*** Opening of GIVEN INFORMATION ***

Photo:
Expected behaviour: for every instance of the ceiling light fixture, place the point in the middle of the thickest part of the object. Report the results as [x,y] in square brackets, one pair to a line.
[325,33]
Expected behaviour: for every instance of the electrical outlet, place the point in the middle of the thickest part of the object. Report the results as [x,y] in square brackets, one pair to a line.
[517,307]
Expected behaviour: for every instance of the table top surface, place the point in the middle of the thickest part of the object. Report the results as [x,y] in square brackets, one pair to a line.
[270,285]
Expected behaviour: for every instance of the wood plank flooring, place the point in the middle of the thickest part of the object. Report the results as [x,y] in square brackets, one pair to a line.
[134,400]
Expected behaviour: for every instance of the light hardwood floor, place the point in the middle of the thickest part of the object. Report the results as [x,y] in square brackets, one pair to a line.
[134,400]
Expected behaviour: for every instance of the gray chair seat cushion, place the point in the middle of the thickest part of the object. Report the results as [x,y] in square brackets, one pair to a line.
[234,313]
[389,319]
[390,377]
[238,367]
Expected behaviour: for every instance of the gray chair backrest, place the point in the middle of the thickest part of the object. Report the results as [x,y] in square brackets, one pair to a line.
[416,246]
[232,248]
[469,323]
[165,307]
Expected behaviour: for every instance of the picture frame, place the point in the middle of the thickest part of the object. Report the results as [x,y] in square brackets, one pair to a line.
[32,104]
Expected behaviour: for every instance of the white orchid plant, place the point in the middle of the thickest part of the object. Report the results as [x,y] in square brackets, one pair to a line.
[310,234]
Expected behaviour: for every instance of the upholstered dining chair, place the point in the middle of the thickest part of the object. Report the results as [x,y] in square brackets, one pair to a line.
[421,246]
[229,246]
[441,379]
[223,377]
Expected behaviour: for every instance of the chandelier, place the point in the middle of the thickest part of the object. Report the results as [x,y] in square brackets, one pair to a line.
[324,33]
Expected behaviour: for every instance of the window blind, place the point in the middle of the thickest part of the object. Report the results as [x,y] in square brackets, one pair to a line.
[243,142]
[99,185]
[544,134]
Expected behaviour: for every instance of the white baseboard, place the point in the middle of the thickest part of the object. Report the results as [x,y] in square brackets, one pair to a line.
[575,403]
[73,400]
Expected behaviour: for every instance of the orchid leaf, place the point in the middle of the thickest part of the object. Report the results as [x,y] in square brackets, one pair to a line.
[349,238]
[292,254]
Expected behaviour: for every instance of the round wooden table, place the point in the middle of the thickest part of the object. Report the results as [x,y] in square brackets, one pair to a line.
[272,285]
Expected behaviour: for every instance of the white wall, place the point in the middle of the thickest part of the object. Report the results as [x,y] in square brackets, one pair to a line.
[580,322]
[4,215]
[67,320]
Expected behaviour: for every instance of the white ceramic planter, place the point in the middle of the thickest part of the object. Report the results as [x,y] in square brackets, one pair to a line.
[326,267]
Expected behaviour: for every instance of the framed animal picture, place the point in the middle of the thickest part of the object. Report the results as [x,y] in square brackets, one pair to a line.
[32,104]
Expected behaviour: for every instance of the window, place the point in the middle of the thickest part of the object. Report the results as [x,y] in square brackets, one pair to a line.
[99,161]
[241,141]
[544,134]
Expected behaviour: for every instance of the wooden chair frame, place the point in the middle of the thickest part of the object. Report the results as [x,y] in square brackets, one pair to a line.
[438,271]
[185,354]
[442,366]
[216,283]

*** Close of GIVEN INFORMATION ***

EXERCISE. You are asked to copy all of the entries above exactly.

TASK RESULT.
Photo:
Expected behaviour: for every instance of the ceiling light fixture, place the point in the middle of the thickest part of the object. Report the results as [x,y] in square brackets, one pair to a line.
[325,33]
Expected behaviour: for every instance of the electrical outlet, place the point in the middle of the thickest part of the object. Report the results as [x,y] in square brackets, one pair to a line.
[517,307]
Expected behaviour: for every instance of the table top surface, place the point in the middle of the thickest part of the object. Report the results as [x,y] in square brackets, one pair to a line.
[270,285]
Expected behaviour: for every instance of the wood plank flooring, place the point in the middle of the thickest part of the object. Report the results as [x,y] in square brackets, one pair to a line.
[134,400]
Expected behaviour: for every instance of the light hardwood floor, place the point in the middle of the thickest part of the object. Report the results as [x,y] in square brackets, one pair to a line.
[134,400]
Expected behaviour: for every instance of the gray chair seat cushion, place the point in the middle of the thickest part of the object. Report the results as [x,y] in square brackets, one pair to a line.
[234,313]
[389,319]
[390,377]
[238,367]
Expected behaviour: for every instance of the gray chair backrest, place the point in the middle of the thickest part of the object. Report the results as [x,y] in square brackets, one pair to a line.
[416,246]
[232,248]
[469,323]
[165,307]
Expected behaviour: for every instance of the picture frame, place the point in the middle of the thickest part of the object. Report the results as [x,y] in square brackets, one pair to a line.
[32,104]
Expected behaviour: for every instance of the white orchid plant, place the point in the middle of the thickest part of the object. Report the results as [x,y] in square brackets, one pair to a line.
[310,234]
Expected behaviour: for every instance of the upholstered dining chair, place the point in the middle of the thickest part of the object. Report the results as [x,y] in square brackets, one pair to a line.
[421,246]
[229,246]
[441,379]
[223,377]
Expected behaviour: for every instance of the chandelier, place the point in the middle of the thickest part of the object. Report the results as [x,y] in square brackets, one pair to a line.
[324,33]
Expected behaviour: for every instance of the window blind, place the point in the middle of the thickest part of the object. Report the results as [x,y] in square brackets, one pair to a line.
[243,142]
[99,185]
[544,134]
Expected behaviour: for every instance of the white baseboard, place the point in the middle of the thickest part of the object. Report the results as [x,y] in square brackets, one pair to a line.
[575,403]
[73,400]
Expected behaviour: for every instance of the orchid leaf, place the point in the middle of the thickest part of the object. Report the results as [x,y] in square brackets, one pair to a line.
[349,238]
[292,254]
Expected behaviour: for every instance of the round wooden table, place the point in the middle of the thickest part of the object. Report the results as [x,y] in square brackets, one pair to a line.
[272,285]
Expected behaviour: for every instance of the white wall, place the point in the middle of the thickest part of the object. Report the results as [x,y] in square brackets, one pair to a line.
[580,322]
[4,215]
[67,320]
Expected behaviour: for every instance of the white ceramic planter, place the point in the middle of the thickest part of the object. Report the results as [x,y] in square brackets, one pair to a line.
[326,267]
Expected behaviour: for every instance of the framed animal picture, place the point in the middle of the thickest part of the object. Report the results as [x,y] in square brackets, one pair to a line.
[32,104]
Expected behaviour: for every instance of the window, place the point in the middle of the thickest part of the object. Report the results as [x,y] in square brackets, one pair to a line.
[99,161]
[241,141]
[544,134]
Expected behaviour: for every instance of the wooden chair frame, place the point in the middle of the thickest part of the object. Report the results as [x,y] in square brackets, one pair to a line.
[438,271]
[185,354]
[442,366]
[216,283]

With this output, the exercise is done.